● DATA FOR THIS EXERCISE:
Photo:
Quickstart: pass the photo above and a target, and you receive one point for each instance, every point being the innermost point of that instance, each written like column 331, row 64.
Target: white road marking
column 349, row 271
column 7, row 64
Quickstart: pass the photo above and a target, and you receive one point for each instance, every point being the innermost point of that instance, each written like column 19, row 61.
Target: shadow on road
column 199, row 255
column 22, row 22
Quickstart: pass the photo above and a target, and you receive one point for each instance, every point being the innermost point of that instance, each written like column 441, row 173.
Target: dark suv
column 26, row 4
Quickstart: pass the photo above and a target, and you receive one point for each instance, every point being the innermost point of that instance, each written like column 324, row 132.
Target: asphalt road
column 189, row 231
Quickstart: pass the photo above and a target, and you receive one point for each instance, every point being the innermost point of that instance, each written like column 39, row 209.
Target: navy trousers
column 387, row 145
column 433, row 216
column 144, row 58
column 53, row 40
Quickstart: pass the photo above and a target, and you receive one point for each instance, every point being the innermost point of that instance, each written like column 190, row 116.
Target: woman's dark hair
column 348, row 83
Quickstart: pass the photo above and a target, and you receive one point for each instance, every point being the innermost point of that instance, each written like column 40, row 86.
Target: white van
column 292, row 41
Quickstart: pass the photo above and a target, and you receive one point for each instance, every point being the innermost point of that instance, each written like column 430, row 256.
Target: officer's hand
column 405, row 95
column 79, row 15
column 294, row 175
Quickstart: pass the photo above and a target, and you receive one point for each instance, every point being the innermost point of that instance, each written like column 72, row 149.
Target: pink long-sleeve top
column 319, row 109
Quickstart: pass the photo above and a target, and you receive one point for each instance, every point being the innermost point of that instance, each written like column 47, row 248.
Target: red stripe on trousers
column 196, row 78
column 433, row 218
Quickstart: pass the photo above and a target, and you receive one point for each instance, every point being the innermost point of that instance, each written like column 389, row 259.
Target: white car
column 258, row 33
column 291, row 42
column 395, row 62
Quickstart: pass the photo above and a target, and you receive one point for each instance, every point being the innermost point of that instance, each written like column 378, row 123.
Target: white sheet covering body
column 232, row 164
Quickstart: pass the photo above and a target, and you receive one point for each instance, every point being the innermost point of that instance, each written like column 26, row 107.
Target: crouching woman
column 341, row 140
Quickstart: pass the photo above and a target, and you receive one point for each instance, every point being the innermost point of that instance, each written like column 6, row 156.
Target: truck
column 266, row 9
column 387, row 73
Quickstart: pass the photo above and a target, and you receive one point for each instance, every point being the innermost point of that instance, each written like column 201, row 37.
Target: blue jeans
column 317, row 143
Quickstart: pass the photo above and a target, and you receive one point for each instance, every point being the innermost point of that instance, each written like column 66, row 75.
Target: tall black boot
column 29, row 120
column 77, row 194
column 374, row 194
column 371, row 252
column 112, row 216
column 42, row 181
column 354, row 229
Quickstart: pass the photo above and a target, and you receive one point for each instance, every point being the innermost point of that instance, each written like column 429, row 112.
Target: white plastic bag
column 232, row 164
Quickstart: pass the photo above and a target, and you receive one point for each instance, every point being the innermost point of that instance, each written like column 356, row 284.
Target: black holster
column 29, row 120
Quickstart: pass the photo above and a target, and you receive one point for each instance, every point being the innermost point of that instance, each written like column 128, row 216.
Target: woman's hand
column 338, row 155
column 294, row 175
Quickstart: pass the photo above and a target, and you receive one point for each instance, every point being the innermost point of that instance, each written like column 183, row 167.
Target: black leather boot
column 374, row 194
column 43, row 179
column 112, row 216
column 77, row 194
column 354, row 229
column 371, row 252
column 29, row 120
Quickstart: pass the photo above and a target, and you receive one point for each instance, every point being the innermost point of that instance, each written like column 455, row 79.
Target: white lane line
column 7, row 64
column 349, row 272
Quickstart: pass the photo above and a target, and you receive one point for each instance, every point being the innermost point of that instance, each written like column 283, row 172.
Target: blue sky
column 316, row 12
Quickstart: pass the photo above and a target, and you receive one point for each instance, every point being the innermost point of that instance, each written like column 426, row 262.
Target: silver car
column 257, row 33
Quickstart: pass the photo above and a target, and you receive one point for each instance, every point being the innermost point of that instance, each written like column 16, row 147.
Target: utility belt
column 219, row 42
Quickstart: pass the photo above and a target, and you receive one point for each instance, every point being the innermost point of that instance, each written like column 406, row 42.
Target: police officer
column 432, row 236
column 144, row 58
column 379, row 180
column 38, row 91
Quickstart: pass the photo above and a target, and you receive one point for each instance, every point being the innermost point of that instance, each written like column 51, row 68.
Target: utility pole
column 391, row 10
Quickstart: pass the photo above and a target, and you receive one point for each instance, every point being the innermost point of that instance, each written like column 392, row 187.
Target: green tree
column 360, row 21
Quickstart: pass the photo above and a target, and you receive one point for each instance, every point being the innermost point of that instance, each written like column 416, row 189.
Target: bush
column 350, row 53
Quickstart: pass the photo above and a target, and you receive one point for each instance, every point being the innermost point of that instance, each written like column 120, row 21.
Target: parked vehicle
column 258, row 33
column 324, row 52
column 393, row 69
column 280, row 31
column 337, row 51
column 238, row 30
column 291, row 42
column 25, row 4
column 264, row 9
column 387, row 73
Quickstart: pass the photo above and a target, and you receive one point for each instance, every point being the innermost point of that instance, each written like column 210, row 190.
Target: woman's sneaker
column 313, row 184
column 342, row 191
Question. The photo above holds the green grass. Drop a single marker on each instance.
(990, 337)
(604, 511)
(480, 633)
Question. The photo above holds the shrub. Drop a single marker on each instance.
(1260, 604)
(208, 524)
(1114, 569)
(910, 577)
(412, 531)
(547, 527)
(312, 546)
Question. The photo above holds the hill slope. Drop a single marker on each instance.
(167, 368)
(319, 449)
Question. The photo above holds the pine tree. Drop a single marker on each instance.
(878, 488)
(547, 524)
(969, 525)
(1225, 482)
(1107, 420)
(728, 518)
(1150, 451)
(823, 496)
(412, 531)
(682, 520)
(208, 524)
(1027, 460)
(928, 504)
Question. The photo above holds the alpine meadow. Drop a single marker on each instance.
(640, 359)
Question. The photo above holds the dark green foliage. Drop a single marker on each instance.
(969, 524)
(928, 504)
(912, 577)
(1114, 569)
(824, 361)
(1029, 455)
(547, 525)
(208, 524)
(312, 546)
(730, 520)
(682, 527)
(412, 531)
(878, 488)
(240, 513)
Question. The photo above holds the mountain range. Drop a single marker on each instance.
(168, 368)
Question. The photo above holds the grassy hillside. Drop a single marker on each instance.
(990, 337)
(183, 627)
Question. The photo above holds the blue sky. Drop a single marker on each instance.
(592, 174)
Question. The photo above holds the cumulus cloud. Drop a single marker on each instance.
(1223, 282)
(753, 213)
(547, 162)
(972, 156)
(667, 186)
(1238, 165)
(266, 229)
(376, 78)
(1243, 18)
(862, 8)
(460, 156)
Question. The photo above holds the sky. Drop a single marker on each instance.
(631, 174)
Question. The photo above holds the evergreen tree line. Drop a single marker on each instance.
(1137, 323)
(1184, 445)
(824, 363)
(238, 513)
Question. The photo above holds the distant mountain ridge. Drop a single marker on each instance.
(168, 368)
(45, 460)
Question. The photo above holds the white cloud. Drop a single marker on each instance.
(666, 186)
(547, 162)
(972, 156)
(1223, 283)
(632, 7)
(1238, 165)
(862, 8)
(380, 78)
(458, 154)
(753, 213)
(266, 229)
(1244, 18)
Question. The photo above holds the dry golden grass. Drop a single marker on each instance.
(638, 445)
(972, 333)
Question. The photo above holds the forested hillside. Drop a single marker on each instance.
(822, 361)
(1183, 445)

● EXERCISE DIRECTIONS: Reproduce the records above line by line, without any change, up to and including the line that holds "39, row 209.".

● ANSWER TO THE PROBLEM:
Photo:
Quickstart: pass the photo above and a target, and you receive one point for each instance, every point being the innermost point of that instance, each written like column 331, row 64.
Target: white road marking
column 349, row 271
column 7, row 64
Quickstart: pass the photo above and a target, and you receive one point for each instance, every point being the innermost point of that instance, each written like column 19, row 61.
Target: shadow on road
column 199, row 255
column 22, row 22
Quickstart: pass the photo above and a target, and you receive one point for each instance, every point being the innermost point of that instance, each written like column 441, row 173.
Target: dark suv
column 26, row 4
Quickstart: pass the photo above and a target, and you receive one point for each instance, every point being the innermost point of that instance, each written like column 324, row 132.
Target: asphalt road
column 189, row 231
Quickstart: pass the photo above and a target, and you receive one point for each instance, every point being the innermost point of that instance, each written like column 39, row 209.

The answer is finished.